PROBLEM REQUIREMENTS:
Once you have checked each line below for the word "trace", give the number of lines that have it and nothing further.

MATERIAL FOR THIS EXERCISE:
>>

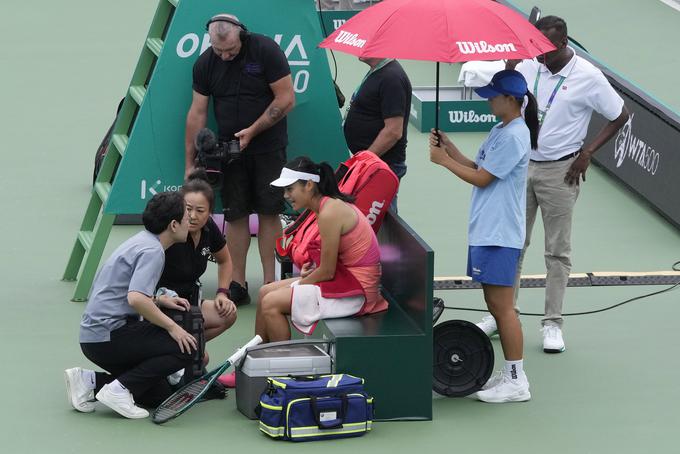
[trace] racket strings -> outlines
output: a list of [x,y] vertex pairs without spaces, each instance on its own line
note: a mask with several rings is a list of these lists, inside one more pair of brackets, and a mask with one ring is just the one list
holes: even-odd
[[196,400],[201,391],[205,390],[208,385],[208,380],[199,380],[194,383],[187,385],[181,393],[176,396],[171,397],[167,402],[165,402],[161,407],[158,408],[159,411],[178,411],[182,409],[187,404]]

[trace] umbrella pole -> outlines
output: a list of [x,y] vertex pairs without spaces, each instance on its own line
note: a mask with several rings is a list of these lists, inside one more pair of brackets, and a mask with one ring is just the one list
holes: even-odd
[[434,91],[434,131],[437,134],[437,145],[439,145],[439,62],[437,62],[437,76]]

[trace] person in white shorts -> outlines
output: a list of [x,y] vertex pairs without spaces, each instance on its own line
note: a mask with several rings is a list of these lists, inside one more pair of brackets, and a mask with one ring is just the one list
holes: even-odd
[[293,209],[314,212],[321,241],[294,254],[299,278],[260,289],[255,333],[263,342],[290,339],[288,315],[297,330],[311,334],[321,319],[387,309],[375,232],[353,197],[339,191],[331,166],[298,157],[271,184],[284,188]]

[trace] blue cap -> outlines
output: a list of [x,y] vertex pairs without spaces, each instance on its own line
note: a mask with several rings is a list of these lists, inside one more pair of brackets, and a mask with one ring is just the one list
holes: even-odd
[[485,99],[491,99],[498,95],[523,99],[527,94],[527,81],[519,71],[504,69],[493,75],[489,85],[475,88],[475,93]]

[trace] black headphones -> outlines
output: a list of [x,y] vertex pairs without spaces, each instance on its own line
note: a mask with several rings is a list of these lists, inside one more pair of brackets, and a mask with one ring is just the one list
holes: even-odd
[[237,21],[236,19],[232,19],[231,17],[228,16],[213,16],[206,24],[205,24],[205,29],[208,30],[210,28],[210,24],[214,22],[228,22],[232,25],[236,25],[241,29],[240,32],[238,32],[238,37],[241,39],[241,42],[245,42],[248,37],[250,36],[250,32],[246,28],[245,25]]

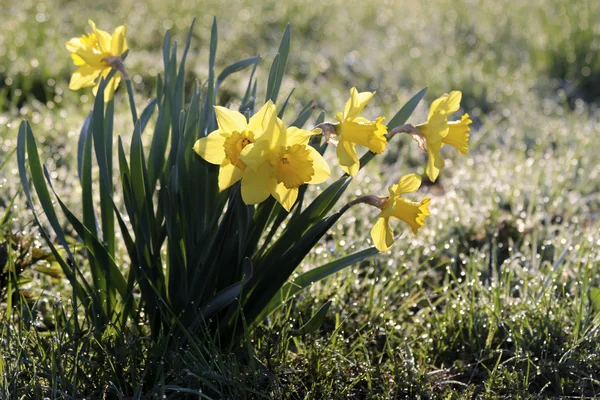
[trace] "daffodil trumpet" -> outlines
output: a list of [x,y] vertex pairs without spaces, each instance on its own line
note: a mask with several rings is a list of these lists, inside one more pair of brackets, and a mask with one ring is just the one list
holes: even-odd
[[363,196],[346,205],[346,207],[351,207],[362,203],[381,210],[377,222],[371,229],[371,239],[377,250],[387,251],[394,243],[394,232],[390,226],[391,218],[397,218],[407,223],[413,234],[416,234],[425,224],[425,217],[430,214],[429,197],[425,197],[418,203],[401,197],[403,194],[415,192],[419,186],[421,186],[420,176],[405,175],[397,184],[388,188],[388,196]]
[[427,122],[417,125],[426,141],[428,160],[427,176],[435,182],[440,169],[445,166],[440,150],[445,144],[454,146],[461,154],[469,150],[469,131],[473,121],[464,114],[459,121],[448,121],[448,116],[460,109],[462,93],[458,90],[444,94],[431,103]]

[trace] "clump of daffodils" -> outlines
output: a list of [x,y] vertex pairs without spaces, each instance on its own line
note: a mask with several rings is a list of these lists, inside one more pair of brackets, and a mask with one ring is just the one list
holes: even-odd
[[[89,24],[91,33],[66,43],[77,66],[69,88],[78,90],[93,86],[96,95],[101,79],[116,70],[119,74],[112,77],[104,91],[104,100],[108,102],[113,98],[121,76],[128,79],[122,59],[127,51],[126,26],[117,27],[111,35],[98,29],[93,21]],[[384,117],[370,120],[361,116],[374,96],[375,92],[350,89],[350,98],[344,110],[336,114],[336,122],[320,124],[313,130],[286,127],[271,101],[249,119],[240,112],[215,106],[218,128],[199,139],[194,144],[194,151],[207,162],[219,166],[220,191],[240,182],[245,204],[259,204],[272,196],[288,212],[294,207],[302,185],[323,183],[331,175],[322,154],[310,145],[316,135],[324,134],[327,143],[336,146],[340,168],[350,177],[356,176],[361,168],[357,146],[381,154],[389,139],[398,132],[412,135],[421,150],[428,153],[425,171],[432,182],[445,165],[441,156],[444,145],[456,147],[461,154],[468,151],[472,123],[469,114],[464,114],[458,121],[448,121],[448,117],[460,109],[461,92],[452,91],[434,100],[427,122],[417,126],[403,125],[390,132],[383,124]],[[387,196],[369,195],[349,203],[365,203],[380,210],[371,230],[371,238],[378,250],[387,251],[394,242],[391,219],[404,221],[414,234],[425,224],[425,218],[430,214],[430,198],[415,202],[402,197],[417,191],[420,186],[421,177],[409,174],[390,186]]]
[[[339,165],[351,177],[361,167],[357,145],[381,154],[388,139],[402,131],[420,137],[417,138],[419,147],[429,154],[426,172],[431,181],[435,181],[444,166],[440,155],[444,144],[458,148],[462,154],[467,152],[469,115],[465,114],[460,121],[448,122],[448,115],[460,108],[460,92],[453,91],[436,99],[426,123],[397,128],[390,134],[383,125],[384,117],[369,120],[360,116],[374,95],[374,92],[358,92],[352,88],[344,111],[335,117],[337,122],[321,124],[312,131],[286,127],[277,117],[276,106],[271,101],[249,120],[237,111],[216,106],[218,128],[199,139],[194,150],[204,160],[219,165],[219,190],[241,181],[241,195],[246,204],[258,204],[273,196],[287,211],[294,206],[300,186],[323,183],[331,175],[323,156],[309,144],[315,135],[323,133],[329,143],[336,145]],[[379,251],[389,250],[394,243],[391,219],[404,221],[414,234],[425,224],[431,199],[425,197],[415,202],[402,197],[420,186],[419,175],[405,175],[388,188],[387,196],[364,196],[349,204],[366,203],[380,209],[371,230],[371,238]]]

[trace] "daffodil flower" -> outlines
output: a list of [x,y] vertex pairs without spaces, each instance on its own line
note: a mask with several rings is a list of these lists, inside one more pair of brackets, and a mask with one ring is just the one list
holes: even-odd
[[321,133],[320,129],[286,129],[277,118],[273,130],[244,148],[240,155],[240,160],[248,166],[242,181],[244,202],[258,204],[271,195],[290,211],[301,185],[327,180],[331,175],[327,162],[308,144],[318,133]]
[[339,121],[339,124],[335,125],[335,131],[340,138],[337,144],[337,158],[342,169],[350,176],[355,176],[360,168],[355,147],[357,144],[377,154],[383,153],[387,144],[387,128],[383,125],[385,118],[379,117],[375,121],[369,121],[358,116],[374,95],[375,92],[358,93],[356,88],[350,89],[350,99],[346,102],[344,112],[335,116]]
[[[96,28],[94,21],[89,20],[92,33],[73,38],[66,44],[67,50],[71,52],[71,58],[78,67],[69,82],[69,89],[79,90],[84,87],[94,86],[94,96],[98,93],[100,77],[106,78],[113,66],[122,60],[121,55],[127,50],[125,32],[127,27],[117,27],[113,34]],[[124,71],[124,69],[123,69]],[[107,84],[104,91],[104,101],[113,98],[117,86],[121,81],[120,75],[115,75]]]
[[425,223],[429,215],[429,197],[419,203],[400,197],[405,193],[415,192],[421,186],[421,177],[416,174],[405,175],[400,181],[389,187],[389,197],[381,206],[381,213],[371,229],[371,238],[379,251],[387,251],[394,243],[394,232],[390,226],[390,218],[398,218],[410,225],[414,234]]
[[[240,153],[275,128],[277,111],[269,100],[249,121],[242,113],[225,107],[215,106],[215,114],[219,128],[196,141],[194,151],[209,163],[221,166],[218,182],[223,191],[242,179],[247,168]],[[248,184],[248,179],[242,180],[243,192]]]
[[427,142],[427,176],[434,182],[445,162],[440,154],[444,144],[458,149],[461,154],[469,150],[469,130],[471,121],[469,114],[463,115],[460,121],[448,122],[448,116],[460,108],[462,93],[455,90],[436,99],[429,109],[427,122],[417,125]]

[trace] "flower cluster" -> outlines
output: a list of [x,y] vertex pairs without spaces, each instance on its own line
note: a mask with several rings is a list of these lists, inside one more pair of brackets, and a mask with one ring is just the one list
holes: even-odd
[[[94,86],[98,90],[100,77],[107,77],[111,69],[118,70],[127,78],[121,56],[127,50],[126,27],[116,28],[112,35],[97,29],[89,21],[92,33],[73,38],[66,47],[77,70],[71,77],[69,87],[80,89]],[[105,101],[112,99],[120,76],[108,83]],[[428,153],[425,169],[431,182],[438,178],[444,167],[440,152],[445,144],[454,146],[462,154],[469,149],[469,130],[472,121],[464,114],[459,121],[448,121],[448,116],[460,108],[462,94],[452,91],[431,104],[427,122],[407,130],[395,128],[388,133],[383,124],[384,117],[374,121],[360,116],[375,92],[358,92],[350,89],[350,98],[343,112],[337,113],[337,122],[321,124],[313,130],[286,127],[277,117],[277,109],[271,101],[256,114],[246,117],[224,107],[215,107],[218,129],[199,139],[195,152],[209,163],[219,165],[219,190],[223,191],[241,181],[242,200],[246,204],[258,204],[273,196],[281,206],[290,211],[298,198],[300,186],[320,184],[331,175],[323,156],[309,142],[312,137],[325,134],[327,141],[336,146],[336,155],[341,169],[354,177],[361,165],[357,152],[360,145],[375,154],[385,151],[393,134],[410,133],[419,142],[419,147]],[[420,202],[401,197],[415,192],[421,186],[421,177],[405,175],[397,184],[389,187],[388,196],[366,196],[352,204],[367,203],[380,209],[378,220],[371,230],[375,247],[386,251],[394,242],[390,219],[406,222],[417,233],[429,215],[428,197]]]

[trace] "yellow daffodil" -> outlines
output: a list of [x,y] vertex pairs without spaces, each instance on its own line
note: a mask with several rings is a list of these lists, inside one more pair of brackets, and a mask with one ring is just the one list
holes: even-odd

<<

OUTPUT OF THE EXERCISE:
10